Excerto do texto:
================

Considerando que, nestes autos, a instrução probatória foi perfectibilizada, que se trata de questão de direito e que a parte foi devidamente intimada para se manifestar sobre o ponto, rejeito a preliminar de nulidade veiculada pela Procuradoria Regional Eleitoral, tendo em vista a possibilidade de aplicação do art. 1.013, art. 3º, inc. III, do Código de Processo Civil.

Dessa forma, tendo em vista que o ponto omisso na sentença comporta imediato julgamento, deixo de decretar a nulidade da decisão.

3. Documentos juntados com as razões de recurso

Ainda preliminarmente, cumpre registrar a viabilidade dos novos documentos apresentados com o recurso.

O egrégio Tribunal Superior Eleitoral possui entendimento no sentido de que “julgadas as contas, com oportunidade prévia para saneamento das irregularidades, não se admite, em regra, a juntada de novos documentos” (TSE, AgReg no RESPE n. 239956, Relator Min. Rosa Weber. DJE: 31.10.2016).

Todavia, a apresentação de novos documentos com o recurso não apresenta prejuízo à tramitação do processo, especialmente quando se trata de documentos simples, capazes de esclarecer de plano as irregularidades apontadas, sem a necessidade de nova análise técnica ou diligências complementares.

Ademais, o interesse público na transparência das contas de campanha, aliado à ausência de prejuízo à célere tramitação do processo, caracteriza a vedação de novos documentos em segundo grau como formalismo excessivo, que deve ser evitado, por não servir aos propósitos do rito legal.

O posicionamento encontra supedâneo no art. 266 do Código Eleitoral e está amparado pela reiterada jurisprudência deste Regional, convindo transcrever ementa da seguinte decisão:

Recurso Eleitoral. Prestação de contas. Candidato. Arrecadação e dispêndio de recursos de campanha. Resolução TSE n. 23.463/15. Eleições 2016.

Preliminar afastada. É faculdade do juiz eleitoral a conversão das contas simplificadas para o rito ordinário, a fim de que sejam apresentadas contas retificadoras. Art. 62 da Resolução TSE n. 23.463/15. A falta de conversão, frente à possibilidade de prolação da sentença com os elementos constantes nos autos, não acarreta cerceamento de defesa. Oportunizada a manifestação do candidato acerca do parecer do órgão técnico, ocasião em que juntados documentos.

================

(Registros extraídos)
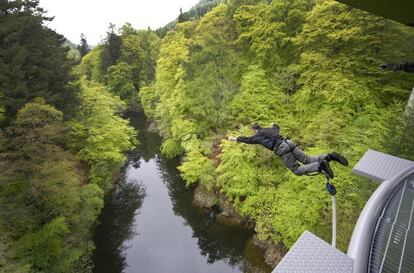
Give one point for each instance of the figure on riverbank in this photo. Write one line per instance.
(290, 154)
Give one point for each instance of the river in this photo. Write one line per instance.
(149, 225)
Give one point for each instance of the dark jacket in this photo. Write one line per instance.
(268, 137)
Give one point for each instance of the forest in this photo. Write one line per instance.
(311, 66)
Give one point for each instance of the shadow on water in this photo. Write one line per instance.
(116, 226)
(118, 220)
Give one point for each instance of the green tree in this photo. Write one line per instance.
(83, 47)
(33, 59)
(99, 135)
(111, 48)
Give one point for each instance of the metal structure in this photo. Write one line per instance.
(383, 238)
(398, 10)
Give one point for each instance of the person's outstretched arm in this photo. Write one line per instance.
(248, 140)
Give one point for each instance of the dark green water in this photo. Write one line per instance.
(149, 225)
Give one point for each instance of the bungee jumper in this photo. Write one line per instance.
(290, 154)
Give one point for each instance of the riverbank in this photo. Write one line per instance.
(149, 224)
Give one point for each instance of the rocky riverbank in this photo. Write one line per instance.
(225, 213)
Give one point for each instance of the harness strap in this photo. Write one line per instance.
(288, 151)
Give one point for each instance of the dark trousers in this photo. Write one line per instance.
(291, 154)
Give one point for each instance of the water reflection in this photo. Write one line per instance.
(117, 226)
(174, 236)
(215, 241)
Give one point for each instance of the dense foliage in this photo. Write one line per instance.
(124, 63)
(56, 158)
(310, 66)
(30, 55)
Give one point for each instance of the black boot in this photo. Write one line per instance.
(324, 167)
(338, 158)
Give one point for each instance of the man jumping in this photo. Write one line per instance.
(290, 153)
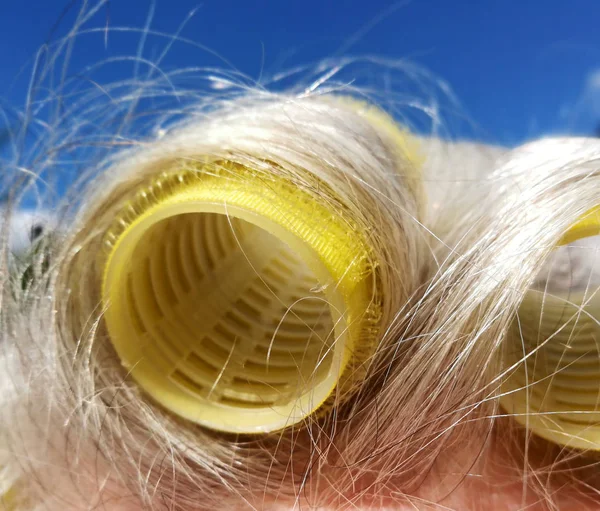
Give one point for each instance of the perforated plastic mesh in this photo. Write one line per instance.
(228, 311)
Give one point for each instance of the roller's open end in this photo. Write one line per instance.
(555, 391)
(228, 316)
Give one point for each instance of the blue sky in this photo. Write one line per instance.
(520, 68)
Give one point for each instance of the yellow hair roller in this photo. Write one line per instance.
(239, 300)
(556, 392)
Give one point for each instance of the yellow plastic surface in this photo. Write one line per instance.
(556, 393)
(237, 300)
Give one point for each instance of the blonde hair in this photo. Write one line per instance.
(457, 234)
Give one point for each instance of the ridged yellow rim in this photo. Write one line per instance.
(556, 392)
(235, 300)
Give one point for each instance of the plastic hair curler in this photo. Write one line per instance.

================

Instruções:
(a) Enumere as circunstâncias que o excerto da decisão eleitoral aponta como fundamento para rejeitar a preliminar de nulidade levantada pela Procuradoria Regional Eleitoral.
(b) Segundo o excerto da decisão eleitoral, por que a juntada de novos documentos com as razões de recurso pode ser admitida, apesar do entendimento do Tribunal Superior Eleitoral? Responda em até três frases.
(c) Dê continuidade ao excerto da decisão eleitoral a partir da última frase apresentada.

Resultados das tarefas:
(a)
- A instrução probatória foi perfectibilizada nos autos.
- Trata-se de questão de direito.
- A parte foi devidamente intimada para se manifestar sobre o ponto.

(b) A juntada não prejudica a tramitação do processo, sobretudo no caso de documentos simples, capazes de esclarecer de plano as irregularidades sem nova análise técnica ou diligências complementares. Além disso, o interesse público na transparência das contas de campanha, somado à ausência de prejuízo à célere tramitação, torna a vedação desses documentos em segundo grau um formalismo excessivo, que não serve aos propósitos do rito legal.

(c)
Conhecimento dos documentos apresentados em grau recursal, nos termos do art. 266 do Código Eleitoral.

A ausência de registro de doação ou cessão de veículo automotor é irregularidade sanável. Apresentação de retificação das contas, de modo a suprir a omissão e possibilitar a aprovação da contabilidade.

Provimento. 

(TRE-RS - RE 522-39/RS, Relator: DES. FEDERAL PAULO AFONSO BRUM VAZ, Data de Julgamento: 14.03.2017.) (Grifei.)

Dessa forma, entendo possível a juntada dos novos documentos com o recurso.

4. Mérito

Em relação ao mérito, a sentença combatida acolheu as seguintes irregularidades indicadas no parecer técnico conclusivo (fls. 53-57): (1) não envio dos relatórios financeiros de campanha no prazo estabelecido na legislação; (2) receitas auferidas sem identificação dos CPFs dos doadores; (3) divergência entre as informações declaradas de doador e aquelas constantes na base de dados da Receita Federal ou nos extratos bancários; (4) doações de pessoas físicas sem capacidade financeira para tanto; (5) ocorrência de gastos eleitorais anteriores à data inicial de entrega da prestação de contas parcial, não informados à época; e (6) despesas mediante cheques, havendo substituições não comprovadas.

Passo ao enfrentamento de cada um dos apontamentos.

O não envio dos relatórios financeiros de campanha, no prazo estabelecido na legislação, bem como a omissão de operações nas prestações de contas parciais não prejudicam a confiabilidade dos documentos contábeis oferecidos, desde que as informações mínimas a permitir o exame técnico constem na prestação de contas final.

A finalidade de tais obrigações, insculpidas nos §§ 3º e 4º do art. 43 da Resolução TSE n. 23.463/15, é antecipar a publicidade da movimentação de campanha aos eleitores e demais interessados, permitindo que a informação seja divulgada e fiscalizada de modo contemporâneo à realização dos gastos. Assim, a omissão ou deficiência no atendimento desses preceitos não é suficiente para embasar o juízo de desaprovação da contabilidade, motivando apenas o apontamento de ressalvas.

Além disso, o exame técnico identificou receitas nas quais não constam os CPFs dos doadores, quais sejam:

- R$ 1.000,00, em 18.10.2016;

- R$ 2.500,00, em 18.10.2016; e

- R$ 2.600,00, em 27.10.2016.

Da verificação dos extratos eletrônicos enviados pela instituição financeira, disponível no Sistema de Divulgação de Candidaturas e Contas Eleitorais (http://divulgacandcontas.tse.jus.br), é perceptível que as operações foram efetuadas por meio de transferência eletrônica com identificação do CPF do doador, na forma exigida pelo art. 18, inc. I e § 1º, da Resolução TSE n. 23.463/15.

Ademais, o candidato, oportunamente, realizou a retificação de suas contas (fl. 68) e apresentou os recibos eleitorais de cada uma das operações financeiras (fls. 79-81), não subsistindo a falha nesse tópico.

Em sequência, foram encontradas divergências entre dos dados declarados nas contas e os constantes nos extratos bancários em relação à qualificação dos doadores e data de ingresso das seguintes receitas:

- R$ 200,00, em 29.08.2016;

-R$ 2.600,00; em 29.08.2016;

- R$ 2.800,00; em 12.09.2016; e

- R$ 2.000,00; em 13.09.2016.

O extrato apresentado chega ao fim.